PROBLEM DETAILS: Return every line of the records that contains the word "brick", matching its case exactly.

EXERCISE INPUTS:
— START —
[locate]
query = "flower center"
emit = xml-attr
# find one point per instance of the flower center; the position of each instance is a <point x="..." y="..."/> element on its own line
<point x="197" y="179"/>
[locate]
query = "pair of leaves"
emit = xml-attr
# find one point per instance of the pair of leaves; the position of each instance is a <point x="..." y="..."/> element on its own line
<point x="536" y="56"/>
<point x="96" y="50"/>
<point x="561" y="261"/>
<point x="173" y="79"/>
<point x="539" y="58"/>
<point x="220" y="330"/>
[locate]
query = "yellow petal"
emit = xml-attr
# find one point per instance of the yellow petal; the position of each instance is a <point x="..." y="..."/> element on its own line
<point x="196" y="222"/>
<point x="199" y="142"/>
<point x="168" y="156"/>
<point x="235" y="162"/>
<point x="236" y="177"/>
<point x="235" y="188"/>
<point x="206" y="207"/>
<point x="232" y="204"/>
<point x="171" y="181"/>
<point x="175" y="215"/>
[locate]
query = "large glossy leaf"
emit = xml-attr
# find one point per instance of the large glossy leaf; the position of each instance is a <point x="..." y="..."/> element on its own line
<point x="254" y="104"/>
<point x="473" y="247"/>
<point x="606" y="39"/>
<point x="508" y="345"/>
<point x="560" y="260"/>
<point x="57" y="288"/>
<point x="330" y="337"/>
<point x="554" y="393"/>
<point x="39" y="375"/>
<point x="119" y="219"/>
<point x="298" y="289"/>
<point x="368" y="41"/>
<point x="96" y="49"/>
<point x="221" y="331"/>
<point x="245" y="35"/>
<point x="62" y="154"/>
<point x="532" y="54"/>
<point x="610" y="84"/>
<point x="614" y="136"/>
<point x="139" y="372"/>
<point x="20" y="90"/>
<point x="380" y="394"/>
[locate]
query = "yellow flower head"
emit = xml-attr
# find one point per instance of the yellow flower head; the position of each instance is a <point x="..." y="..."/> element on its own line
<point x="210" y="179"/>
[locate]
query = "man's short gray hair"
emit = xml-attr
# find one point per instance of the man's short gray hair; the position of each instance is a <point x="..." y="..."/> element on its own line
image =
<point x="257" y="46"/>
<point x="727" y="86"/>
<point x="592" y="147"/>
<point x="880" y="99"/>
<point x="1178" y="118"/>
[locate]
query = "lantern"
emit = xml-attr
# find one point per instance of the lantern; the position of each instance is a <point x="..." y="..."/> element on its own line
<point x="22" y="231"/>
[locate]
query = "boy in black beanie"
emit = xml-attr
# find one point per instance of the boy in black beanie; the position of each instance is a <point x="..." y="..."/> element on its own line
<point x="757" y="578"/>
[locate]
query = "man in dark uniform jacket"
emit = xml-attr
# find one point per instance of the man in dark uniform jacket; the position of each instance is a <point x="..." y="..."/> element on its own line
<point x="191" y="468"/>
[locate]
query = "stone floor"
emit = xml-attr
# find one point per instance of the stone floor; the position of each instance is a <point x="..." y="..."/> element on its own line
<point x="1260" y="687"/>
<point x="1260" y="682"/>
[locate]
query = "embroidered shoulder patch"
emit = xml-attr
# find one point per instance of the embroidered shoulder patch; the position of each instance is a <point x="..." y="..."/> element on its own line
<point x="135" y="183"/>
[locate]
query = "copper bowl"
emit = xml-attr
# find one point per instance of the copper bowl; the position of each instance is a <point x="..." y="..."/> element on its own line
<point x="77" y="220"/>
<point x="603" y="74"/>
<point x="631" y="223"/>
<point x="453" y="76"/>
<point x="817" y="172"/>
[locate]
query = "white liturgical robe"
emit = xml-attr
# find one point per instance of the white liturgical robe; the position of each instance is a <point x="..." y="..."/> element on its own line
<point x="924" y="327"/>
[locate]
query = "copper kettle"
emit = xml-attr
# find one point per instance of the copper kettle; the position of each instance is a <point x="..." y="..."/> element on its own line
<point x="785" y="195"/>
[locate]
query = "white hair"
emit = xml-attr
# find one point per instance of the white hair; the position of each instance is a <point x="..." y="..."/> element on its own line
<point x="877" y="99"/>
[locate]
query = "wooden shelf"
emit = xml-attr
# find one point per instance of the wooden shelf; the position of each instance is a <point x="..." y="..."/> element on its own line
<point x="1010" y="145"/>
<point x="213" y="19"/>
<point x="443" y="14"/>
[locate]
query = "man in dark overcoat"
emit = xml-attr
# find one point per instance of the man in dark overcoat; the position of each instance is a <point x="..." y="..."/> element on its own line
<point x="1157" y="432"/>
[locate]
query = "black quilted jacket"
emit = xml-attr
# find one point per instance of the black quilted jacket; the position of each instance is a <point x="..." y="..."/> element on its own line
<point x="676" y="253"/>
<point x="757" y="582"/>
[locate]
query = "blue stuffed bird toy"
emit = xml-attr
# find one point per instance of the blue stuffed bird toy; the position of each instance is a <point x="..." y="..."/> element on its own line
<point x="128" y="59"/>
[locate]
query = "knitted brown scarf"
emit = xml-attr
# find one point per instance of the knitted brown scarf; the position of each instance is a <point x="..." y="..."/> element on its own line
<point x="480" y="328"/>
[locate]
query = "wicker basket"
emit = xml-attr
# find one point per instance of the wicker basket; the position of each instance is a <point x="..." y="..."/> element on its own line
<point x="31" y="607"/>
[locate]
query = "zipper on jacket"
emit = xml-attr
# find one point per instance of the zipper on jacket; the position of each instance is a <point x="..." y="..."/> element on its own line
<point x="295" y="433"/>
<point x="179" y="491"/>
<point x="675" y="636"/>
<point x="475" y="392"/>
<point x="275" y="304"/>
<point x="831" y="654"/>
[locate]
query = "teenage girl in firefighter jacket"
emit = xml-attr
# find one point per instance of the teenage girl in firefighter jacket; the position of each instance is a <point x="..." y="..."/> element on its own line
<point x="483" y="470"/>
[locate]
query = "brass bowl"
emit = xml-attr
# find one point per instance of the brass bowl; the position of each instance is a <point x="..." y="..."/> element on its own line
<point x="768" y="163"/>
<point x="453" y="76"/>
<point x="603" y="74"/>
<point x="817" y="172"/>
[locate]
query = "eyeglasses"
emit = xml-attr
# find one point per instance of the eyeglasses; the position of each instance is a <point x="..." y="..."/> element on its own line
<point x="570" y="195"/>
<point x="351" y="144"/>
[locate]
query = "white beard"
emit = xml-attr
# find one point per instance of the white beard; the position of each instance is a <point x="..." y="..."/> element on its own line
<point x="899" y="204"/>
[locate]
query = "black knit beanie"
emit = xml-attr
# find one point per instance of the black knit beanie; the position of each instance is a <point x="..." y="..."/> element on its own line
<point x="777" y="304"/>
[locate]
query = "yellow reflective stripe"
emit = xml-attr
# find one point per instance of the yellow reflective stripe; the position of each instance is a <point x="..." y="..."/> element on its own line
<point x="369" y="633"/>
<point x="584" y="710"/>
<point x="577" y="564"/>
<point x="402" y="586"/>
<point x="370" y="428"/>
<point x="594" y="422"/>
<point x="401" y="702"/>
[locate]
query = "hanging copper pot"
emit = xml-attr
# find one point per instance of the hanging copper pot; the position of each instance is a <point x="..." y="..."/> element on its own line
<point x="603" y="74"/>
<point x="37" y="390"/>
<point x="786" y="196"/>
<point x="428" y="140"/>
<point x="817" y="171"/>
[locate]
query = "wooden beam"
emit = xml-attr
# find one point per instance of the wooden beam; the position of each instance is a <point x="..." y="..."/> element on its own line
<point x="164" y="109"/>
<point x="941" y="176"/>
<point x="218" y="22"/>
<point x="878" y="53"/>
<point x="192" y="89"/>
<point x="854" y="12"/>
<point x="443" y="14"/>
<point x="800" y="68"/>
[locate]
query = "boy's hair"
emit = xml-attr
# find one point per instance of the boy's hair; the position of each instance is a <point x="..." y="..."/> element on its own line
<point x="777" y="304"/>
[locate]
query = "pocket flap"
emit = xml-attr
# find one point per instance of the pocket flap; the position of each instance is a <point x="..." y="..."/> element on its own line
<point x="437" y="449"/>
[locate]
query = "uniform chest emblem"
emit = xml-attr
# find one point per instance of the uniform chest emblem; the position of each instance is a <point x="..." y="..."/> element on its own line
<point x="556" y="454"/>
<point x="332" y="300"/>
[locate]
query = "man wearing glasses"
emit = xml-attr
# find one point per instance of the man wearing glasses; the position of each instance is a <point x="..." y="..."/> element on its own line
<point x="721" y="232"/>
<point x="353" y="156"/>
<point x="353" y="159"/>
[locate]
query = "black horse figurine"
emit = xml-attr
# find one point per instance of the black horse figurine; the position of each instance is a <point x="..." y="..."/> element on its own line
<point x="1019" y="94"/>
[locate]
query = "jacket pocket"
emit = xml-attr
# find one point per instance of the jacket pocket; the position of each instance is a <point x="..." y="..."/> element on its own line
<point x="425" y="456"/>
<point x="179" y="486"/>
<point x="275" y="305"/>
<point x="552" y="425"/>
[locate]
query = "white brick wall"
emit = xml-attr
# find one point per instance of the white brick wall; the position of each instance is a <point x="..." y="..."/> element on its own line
— END —
FINAL RESULT:
query = "white brick wall"
# find one point per instance of the white brick wall; the position of each instance is a <point x="..." y="..."/> element on its own line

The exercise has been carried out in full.